- **EXTRACTED DATA**:
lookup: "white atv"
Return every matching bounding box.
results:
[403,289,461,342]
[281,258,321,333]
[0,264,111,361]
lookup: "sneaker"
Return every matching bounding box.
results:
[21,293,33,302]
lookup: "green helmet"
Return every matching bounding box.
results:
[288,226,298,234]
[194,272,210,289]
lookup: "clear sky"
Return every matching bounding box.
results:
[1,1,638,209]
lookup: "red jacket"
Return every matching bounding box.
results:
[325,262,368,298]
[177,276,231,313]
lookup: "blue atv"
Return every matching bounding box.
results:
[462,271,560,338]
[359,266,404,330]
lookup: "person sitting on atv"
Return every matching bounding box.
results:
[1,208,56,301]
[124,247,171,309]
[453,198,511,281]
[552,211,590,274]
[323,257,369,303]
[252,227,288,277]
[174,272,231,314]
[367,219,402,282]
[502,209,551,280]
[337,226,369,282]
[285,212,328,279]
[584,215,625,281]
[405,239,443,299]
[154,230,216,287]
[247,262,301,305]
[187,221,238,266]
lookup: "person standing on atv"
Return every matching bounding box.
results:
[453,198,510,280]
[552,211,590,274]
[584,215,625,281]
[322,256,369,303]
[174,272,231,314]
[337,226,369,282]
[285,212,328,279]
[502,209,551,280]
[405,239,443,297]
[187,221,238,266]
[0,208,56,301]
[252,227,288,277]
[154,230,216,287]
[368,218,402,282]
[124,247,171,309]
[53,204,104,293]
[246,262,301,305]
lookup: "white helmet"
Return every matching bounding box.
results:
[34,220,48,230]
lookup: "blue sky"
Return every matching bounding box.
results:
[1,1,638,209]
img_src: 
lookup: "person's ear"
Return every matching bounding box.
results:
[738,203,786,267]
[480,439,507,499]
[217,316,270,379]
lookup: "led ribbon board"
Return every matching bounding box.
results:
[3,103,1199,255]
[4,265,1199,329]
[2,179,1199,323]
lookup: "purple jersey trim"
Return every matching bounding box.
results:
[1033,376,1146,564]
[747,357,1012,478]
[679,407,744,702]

- **YOUR ASSIGNMENT**: Each line in the listing needs to be copied exactly.

- **ANSWER SPACE**:
lookup: "white atv"
Return every matching bounding box.
results:
[403,289,461,342]
[281,258,321,333]
[0,264,111,361]
lookup: "sneaker"
Return every matching bounding box.
results:
[21,293,33,302]
lookup: "green helmet"
Return every matching bounding box.
results:
[288,226,298,234]
[194,272,210,289]
lookup: "clear sky"
Return every matching bounding box.
results:
[1,1,638,209]
lookup: "red jacket"
Return every matching bounding box.
results:
[325,262,368,298]
[177,276,231,313]
lookup: "blue atv"
Return every matching bounding box.
results:
[462,271,560,338]
[359,266,404,330]
lookup: "person sitting on atv"
Return every matching bounding box.
results:
[1,208,56,301]
[124,247,171,309]
[453,198,511,281]
[552,211,590,274]
[323,257,369,303]
[252,227,288,277]
[174,272,231,314]
[367,219,402,282]
[502,209,551,280]
[337,226,369,282]
[285,212,328,279]
[584,215,625,281]
[405,239,443,299]
[154,230,216,287]
[247,262,301,305]
[187,221,238,266]
lookup: "person standing on atv"
Return every matching bounding box.
results:
[453,198,510,280]
[552,211,590,274]
[584,215,625,281]
[322,256,369,303]
[174,272,231,314]
[337,226,369,282]
[285,212,328,279]
[502,209,551,280]
[405,239,443,297]
[187,221,238,266]
[0,208,56,301]
[252,227,288,277]
[154,230,216,287]
[368,218,402,282]
[124,247,171,309]
[53,204,104,293]
[246,262,301,305]
lookup: "white helmet"
Return every matching bounding box.
results:
[34,220,48,230]
lookup: "blue sky"
Return every matching bounding box.
results:
[1,1,638,209]
img_src: 
lookup: "person's ear"
Return every matching bounding box.
results:
[738,203,786,267]
[480,439,507,499]
[217,316,270,379]
lookup: "led ribbon board"
Return every matching bounding box.
results:
[3,103,1199,255]
[4,265,1199,329]
[2,179,1199,323]
lookup: "purple jersey trim"
Return every matching bounding box.
results:
[1033,376,1146,564]
[747,357,1012,478]
[679,407,744,702]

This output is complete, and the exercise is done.